## Set of tasks
a. Please write out the passage from the essay on ambitious parents below, starting with "I work in a" and going on through "the better Hamptons.".
b. In the essay on ambitious parents, what color does the coloring book tell readers to make Hildegard von Bingen's wimple?

## Selection
····················

I work in a big old house, now university property, that sits on the edge of a wealthy neighborhood full of Motivated Modern Parents. You know the sort I mean. The ones who played Mozart
in utero to Little Caitlyn when it was suggested that this would increase her chances of one day becoming an investment banker with a house and four waterfront acres in one of the better Hamptons.
It was in college that I first encountered this such parents, buying the kiddies coloring books with whimsical titles like
Medieval Women Composers. Inside, presumably to instill a dedication to historical accuracy, were instructions like, "Color Hildegard von Bingen's wimple gunmetal."
Instructions. In a coloring book.
Of course, it's easy for me to tease because I don't have children and it seems unlikely, though not impossible, that I ever will. If the stork dropped a squalling bundle on my lap, I'd probably buy the kid a mobile that played selections from
Pagliacci, and I am quite certain that by age four it would be sitting on a cushion working an alphabet sampler.
Thing is, though, you never know what's going to stick in a child's head and what isn't. You can spend thousands on tutoring and piano lessons and Baby Einstein books and still wind up with a dolt. Or, you can spend a dollar and twenty-five cents on a paperback book and rewire your son's brain.
I started mulling this over this week after digging into the "Print o' the Wave" pattern in
Heirloom Knitting.

····················

Entries from a dataset
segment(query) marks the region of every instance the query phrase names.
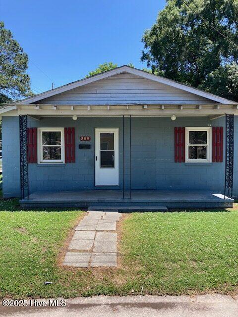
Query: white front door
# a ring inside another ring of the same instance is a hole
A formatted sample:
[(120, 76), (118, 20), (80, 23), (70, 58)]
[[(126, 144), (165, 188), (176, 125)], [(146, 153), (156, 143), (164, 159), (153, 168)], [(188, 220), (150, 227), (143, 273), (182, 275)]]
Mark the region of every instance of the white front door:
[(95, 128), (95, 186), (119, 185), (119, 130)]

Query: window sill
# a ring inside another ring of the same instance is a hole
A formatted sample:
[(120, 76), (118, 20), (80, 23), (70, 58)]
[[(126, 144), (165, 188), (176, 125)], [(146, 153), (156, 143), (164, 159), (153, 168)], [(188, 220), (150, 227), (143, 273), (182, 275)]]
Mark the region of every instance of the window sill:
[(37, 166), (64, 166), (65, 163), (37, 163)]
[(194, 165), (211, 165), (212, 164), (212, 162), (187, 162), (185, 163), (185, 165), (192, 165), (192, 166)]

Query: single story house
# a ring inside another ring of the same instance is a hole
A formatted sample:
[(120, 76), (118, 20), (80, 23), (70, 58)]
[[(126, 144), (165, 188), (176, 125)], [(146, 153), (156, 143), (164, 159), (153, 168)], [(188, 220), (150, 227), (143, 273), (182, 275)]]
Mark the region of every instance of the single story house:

····················

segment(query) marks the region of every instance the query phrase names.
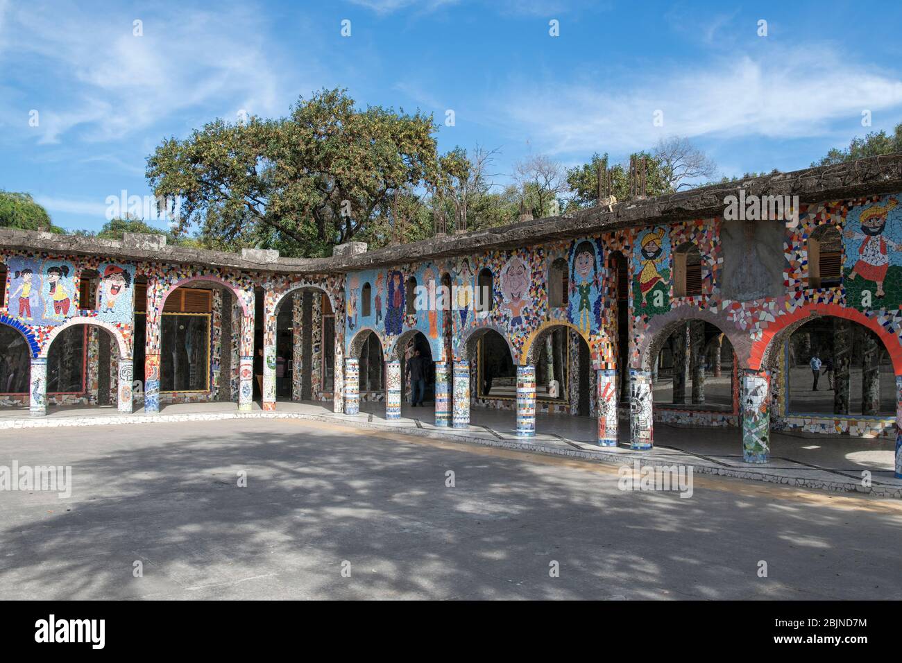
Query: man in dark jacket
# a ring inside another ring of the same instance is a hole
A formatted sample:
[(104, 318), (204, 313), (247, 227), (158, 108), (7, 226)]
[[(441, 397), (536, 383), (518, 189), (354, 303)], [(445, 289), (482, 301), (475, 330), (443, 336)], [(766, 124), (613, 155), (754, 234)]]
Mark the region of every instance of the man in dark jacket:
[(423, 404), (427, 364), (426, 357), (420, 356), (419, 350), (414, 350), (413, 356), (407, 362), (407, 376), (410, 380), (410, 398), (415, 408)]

····················

## Written answers
a.
I work in a big old house, now university property, that sits on the edge of a wealthy neighborhood full of Motivated Modern Parents. You know the sort I mean. The ones who played Mozart
in utero to Little Caitlyn when it was suggested that this would increase her chances of one day becoming an investment banker with a house and four waterfront acres in one of the better Hamptons.

b. Gunmetal.